Exercise brief> In the text on headache and weakness, what two categories is weakness divided into?

Source document>
§ §

Headache and Weakness
General or Other | - Others | Headache and Weakness (Symptom)
Headaches, also known as cephalgia, are classified as pain located in the head or neck region. Weakness refers to lack of muscle strength, dizziness, fatigue or a general feeling of uneasiness. It is fairly common for these two symptoms to be present at the same time.
Headache and weakness can be caused by stress, injury, common illness, medical conditions and stimulant use or withdrawal.
A headache might feel like pressure, hammering or throbbing in the brain, but in fact, the brain has no pain receptors. The pain actually occurs in the area surrounding the brain. Headaches can be located inside the skull, in the blood vessels or in the cranial nerves. Headaches can also be located outside the skull, in the muscles, nerves or sinuses. Some headaches, such as migraines, tension headaches and cluster headaches, also include weakness as a symptom.
Weakness can be divided into two categories, true weakness and perceived weakness. True weakness is caused primarily by skeletal muscle diseases, in which the muscles are physically weakened. The more commonly used Description of weakness is perceived weakness. This is when more effort is needed to use the muscles, but the actual muscle strength is normal. Flu weakness is an example of perceived weakness; it is caused by a condition affecting the exertion of energy rather than by the actual strength of the muscle.

§ §

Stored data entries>
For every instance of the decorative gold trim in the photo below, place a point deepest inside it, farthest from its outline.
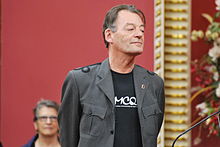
(176, 104)
(176, 1)
(176, 18)
(175, 87)
(175, 112)
(158, 2)
(176, 95)
(158, 13)
(176, 36)
(176, 61)
(176, 121)
(176, 27)
(158, 23)
(176, 44)
(175, 10)
(174, 129)
(158, 45)
(158, 66)
(158, 55)
(172, 138)
(176, 146)
(177, 70)
(158, 34)
(175, 53)
(176, 78)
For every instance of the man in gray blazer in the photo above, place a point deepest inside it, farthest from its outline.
(115, 103)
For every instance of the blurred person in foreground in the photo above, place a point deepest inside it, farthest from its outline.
(115, 103)
(45, 124)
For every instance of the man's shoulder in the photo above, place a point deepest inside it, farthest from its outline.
(87, 68)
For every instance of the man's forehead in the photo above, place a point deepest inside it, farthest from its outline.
(128, 16)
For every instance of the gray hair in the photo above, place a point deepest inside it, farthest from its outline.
(112, 15)
(44, 103)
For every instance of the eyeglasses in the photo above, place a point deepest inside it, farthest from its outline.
(45, 118)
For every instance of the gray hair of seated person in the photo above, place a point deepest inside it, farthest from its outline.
(44, 103)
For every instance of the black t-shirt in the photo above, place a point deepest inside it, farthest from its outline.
(127, 126)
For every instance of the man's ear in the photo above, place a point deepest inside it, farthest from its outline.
(35, 126)
(108, 35)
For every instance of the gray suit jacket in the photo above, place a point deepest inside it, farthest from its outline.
(86, 115)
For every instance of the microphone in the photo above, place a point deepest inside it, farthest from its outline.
(218, 112)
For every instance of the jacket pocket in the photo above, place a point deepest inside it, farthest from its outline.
(92, 121)
(151, 116)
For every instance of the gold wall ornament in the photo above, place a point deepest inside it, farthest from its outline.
(158, 34)
(176, 104)
(176, 61)
(176, 112)
(176, 44)
(175, 78)
(158, 44)
(176, 121)
(176, 36)
(176, 53)
(158, 23)
(176, 10)
(158, 2)
(176, 1)
(158, 55)
(176, 95)
(175, 129)
(176, 27)
(175, 70)
(171, 55)
(173, 138)
(158, 13)
(175, 19)
(175, 86)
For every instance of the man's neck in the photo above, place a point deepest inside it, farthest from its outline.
(121, 63)
(49, 141)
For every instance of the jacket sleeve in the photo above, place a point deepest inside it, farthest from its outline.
(69, 113)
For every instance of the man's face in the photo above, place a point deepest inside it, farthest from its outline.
(129, 35)
(47, 124)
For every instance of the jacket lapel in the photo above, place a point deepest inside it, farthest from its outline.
(140, 83)
(104, 80)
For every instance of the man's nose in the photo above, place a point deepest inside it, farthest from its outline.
(48, 120)
(139, 34)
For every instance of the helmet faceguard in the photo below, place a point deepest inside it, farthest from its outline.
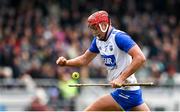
(95, 22)
(98, 17)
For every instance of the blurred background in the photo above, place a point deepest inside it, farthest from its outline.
(34, 33)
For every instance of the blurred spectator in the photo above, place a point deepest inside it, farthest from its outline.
(34, 33)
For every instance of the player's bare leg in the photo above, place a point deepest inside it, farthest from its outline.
(142, 107)
(104, 103)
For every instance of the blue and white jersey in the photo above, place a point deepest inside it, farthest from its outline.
(114, 53)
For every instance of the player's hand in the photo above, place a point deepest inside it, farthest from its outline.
(61, 61)
(116, 83)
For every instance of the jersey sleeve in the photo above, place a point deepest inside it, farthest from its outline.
(124, 41)
(93, 48)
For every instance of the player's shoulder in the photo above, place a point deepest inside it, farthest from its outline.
(117, 31)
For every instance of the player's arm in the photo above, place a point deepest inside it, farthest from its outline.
(138, 60)
(125, 43)
(82, 60)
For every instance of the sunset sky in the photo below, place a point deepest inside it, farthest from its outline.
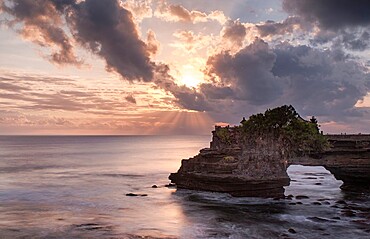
(179, 67)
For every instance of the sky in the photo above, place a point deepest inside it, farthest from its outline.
(180, 67)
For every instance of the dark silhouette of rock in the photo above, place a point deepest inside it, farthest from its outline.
(136, 195)
(252, 159)
(299, 197)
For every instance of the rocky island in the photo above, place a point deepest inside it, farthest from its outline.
(251, 159)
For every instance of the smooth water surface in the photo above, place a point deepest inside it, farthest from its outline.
(76, 186)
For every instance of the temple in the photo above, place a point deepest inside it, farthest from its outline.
(252, 159)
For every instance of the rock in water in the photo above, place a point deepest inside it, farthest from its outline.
(254, 169)
(252, 159)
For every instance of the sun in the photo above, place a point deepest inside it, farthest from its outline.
(191, 77)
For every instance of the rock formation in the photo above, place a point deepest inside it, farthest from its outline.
(252, 159)
(255, 169)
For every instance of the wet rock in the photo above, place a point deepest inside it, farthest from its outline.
(318, 219)
(341, 202)
(299, 197)
(348, 213)
(136, 195)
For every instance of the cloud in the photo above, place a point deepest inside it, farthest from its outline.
(130, 99)
(235, 32)
(324, 83)
(190, 42)
(108, 30)
(42, 24)
(331, 14)
(289, 25)
(152, 43)
(247, 73)
(103, 27)
(178, 13)
(141, 9)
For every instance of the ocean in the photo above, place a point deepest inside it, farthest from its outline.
(76, 186)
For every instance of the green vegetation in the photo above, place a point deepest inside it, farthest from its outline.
(224, 135)
(301, 135)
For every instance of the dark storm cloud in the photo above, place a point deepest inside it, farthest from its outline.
(103, 27)
(248, 72)
(235, 32)
(316, 82)
(331, 14)
(108, 30)
(272, 28)
(130, 99)
(320, 82)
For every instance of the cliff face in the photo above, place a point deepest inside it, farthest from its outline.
(236, 165)
(348, 159)
(256, 166)
(252, 159)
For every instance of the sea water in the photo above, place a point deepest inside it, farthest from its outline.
(76, 186)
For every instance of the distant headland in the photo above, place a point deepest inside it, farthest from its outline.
(251, 159)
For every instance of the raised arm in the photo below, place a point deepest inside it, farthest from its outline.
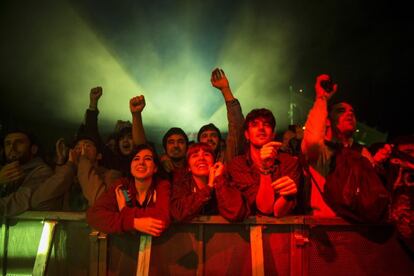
(316, 123)
(235, 137)
(91, 115)
(136, 105)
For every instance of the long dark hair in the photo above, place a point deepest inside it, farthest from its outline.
(160, 170)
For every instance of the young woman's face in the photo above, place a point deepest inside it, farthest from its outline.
(142, 165)
(200, 163)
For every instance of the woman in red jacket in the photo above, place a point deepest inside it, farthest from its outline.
(147, 211)
(204, 190)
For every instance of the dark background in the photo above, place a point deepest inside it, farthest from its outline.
(53, 52)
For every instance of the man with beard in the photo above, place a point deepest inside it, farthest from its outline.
(266, 177)
(175, 143)
(120, 158)
(211, 135)
(26, 182)
(328, 129)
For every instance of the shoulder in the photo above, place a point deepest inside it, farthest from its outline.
(238, 163)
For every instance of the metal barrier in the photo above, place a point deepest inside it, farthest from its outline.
(296, 245)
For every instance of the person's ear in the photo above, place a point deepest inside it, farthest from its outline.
(246, 135)
(34, 149)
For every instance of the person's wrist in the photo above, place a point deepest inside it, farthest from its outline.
(289, 197)
(267, 169)
(322, 97)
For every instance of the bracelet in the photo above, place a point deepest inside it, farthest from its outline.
(289, 197)
(267, 171)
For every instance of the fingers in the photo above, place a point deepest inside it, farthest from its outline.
(217, 74)
(269, 150)
(155, 227)
(284, 186)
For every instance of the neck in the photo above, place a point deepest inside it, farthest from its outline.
(142, 185)
(201, 181)
(178, 163)
(255, 155)
(344, 138)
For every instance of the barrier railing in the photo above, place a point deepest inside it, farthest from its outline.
(209, 245)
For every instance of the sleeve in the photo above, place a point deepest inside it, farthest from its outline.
(49, 195)
(91, 124)
(230, 201)
(161, 208)
(290, 167)
(235, 137)
(315, 127)
(105, 216)
(186, 204)
(241, 180)
(20, 200)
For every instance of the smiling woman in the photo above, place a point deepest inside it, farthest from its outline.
(146, 209)
(204, 190)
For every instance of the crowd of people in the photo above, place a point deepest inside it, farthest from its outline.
(124, 185)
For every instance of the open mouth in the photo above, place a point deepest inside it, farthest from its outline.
(202, 166)
(141, 169)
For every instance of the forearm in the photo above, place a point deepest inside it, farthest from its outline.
(283, 206)
(138, 132)
(91, 123)
(235, 137)
(227, 94)
(265, 196)
(315, 126)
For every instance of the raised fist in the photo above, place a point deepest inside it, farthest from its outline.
(61, 151)
(320, 89)
(215, 171)
(268, 154)
(219, 79)
(95, 94)
(137, 104)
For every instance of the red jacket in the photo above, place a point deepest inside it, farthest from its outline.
(105, 216)
(187, 201)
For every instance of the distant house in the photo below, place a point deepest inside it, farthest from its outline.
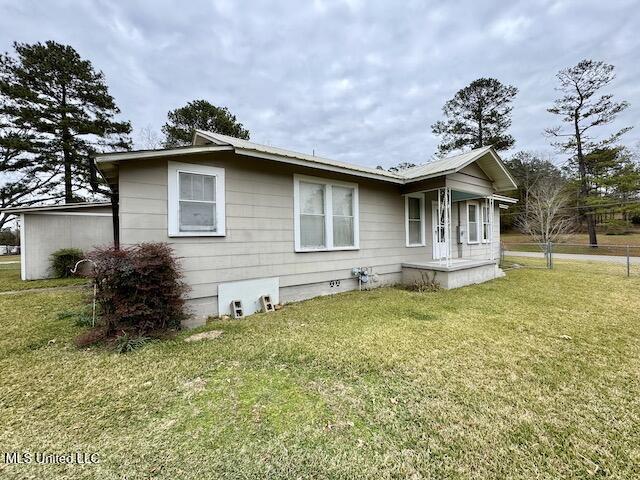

§ §

Result for this task> True weakness and perceived weakness.